Top of PAGE EXCERPT
Surgical Volume

Cataracts

Cataract surgery is the ‘bread and butter’ of ophthalmology. A ‘good’ surgical program offers 150 or more primary cataract surgeries within a residency, a ‘great’ program offers up to 250 primary cataract surgeries. Here at UF the average cataract volume from a graduating resident is around 350 or more primary cataracts, giving us one of the largest surgical volumes in the nation compared to top tier programs.

1st year: 1-10 primary cataracts

2nd year: 75-90 primary cataracts

3rd year: 250-300+ primary cataracts (including refractive cataract surgery with LensX® laser and ORA®)

 

Refractive

Refractive surgery refers to corneal laser corrective procedures such as laser-assisted in situ keratomileusis (LASIK) and photorefractive keratectomy (PRK) as well as “laser cataract surgery.” None of these experiences are typical of normal residency. The training you receive here will make you more prepared and marketable as an ophthalmologist graduating from our program. This training includes laser training on the Star S4 IR®, ORA®, and LensX® laser systems.

3rd year: 20-30+ LASIK and 50+ PRK with the Star S4 IR® (As well as refractive cataract surgery with LensX® laser and ORA®)
Bottom of PAGE EXCERPT
Top of DATASET EXTRACT
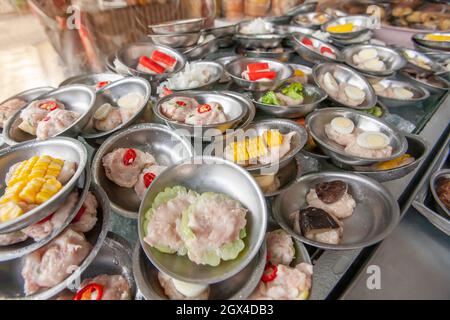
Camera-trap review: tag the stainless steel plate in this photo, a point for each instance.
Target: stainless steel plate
(65, 148)
(238, 287)
(111, 94)
(78, 98)
(163, 143)
(316, 123)
(10, 272)
(212, 175)
(376, 214)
Bottom of DATASET EXTRACT
WHAT TO DO ::
- A) Do the following statements agree with the surgical volume page? Answer yes or no for each, and quote the deciding words. (i) A "great" program offers up to 250 primary cataract surgeries. (ii) Second-year residents perform 250-300+ primary cataracts. (iii) The laser training covers the Star S4 IR system.
- B) Continue the surgical volume page from its last line.

RESPONSES BY TASK ::
- A)
(i) Yes: "a ‘great’ program offers up to 250 primary cataract surgeries"
(ii) No: "2nd year: 75-90 primary cataracts"
(iii) Yes: "This training includes laser training on the Star S4 IR®, ORA®, and LensX® laser systems."

- B)
Vitrectomy

Vitrectomy refers to vitreoretinal surgery for treatments of the posterior segment or back of the eye (Retinal Detachments, Diabetic Retinopathy, etc.). Very few institutions allow residents to perform multiple vitrectomies as a primary surgeon. During your second year you will work closely with our retina specialists and under their close supervision you are given the opportunity to perform vitrectomies as the primary surgeon.

This is particularly beneficial if you plan on applying for a surgical retina fellowship as this will provide you a surgical advantage compared to your peers.

ARGUS II

Furthermore, during your time on the retina rotation you can have the opportunity to scrub in and be first assist in an ARGUS II implant surgery. During this surgery an electrode is implanted on the retina allowing people with blinding retina diseases, like retinitis pigmentosa, to see with the aid of integrated glasses that communicate with the retina electrode. We’re currently second in volume in the United States in performing this rare and unique procedure.